— Aim of the exercise —
How would you say this sentence from the Pope House passage below in Spanish: "To Hazel Boomer, manager at the Pope House, this small house is far greater than its size."?

— Passage shown —
On South Wilmington Street, one of Raleigh’s few bastions of the past stands seemingly frozen in time. 

The Pope House’s rustic brick exterior and aging white paint looks nearly identical to when it was first built in 1901. But by August, the Pope House will take another step back in time, featuring restorative renovations that staff hope will give visitors a clearer look into Raleigh’s Black history. 

To Hazel Boomer, manager at the Pope House, this small house is far greater than its size.

“I always say that the house is small but mighty because of the ton of history that just exists in this place,” Boomer says.

The Pope House is one of just a few African American house museums in North Carolina. While it’s currently closed for the renovations, during this Juneteenth month its staff continue their work to share the rich Black history of both Raleigh and the family that originally occupied the home.

Margaret Damghani, a museum educator at the Pope House, says the renovations are an opportunity to improve the museum’s programming.

[Collected data entries]
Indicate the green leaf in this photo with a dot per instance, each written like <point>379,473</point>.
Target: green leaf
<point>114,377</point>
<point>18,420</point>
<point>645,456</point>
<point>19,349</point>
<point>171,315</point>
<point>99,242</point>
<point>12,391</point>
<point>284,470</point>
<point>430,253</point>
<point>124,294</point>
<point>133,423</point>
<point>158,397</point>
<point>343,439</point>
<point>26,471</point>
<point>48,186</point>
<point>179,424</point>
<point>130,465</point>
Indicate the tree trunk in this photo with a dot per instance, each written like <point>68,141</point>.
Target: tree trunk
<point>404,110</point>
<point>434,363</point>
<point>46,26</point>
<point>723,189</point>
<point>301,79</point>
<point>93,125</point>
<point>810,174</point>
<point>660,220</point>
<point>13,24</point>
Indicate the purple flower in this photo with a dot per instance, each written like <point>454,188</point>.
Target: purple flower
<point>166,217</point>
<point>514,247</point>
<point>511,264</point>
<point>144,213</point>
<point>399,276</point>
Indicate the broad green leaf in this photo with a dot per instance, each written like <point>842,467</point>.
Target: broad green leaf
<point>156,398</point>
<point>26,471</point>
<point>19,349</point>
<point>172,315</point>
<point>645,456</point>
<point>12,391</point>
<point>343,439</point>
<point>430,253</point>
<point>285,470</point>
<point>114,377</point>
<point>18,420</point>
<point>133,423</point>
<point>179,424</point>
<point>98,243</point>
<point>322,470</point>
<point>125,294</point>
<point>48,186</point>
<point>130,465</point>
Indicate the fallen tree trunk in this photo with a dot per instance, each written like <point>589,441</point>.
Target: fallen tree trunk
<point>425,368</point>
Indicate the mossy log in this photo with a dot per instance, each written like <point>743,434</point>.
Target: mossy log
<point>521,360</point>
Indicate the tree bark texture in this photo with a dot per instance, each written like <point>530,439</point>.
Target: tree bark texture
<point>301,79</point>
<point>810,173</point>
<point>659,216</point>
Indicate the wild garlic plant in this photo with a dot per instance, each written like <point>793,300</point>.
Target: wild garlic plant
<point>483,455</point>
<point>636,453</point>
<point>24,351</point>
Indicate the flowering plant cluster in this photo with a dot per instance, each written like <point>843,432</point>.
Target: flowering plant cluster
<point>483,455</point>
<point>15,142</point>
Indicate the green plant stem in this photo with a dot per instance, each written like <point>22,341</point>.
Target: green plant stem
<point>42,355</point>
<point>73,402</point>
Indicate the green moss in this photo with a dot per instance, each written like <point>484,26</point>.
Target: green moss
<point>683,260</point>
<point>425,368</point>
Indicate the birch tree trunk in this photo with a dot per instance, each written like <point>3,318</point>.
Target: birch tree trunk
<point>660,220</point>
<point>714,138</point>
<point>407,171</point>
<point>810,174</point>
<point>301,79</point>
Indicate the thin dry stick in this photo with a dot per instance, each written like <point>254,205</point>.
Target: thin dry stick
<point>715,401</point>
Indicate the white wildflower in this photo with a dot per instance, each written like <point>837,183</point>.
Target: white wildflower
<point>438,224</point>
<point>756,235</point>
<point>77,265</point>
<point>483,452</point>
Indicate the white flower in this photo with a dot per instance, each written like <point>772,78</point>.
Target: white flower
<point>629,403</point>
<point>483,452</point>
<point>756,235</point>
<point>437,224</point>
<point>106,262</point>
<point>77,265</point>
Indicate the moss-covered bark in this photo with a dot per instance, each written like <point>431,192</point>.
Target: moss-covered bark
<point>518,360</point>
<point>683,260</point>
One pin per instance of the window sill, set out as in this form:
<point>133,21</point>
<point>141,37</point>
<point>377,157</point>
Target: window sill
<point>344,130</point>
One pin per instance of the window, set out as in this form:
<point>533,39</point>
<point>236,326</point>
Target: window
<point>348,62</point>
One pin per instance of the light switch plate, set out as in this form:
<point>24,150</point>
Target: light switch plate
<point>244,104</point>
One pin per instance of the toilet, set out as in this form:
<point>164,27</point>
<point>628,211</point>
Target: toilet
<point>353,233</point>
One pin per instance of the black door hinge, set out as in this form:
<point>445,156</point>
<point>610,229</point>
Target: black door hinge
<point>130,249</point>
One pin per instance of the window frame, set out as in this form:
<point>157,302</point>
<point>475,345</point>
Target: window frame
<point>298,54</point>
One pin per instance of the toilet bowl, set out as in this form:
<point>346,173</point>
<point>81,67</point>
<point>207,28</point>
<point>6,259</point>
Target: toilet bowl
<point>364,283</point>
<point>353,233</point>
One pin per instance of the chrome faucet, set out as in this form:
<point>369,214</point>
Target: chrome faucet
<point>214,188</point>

— Answer area —
Para Hazel Boomer, gerente de la Casa Pope, esta pequeña casa es mucho más grande que su tamaño.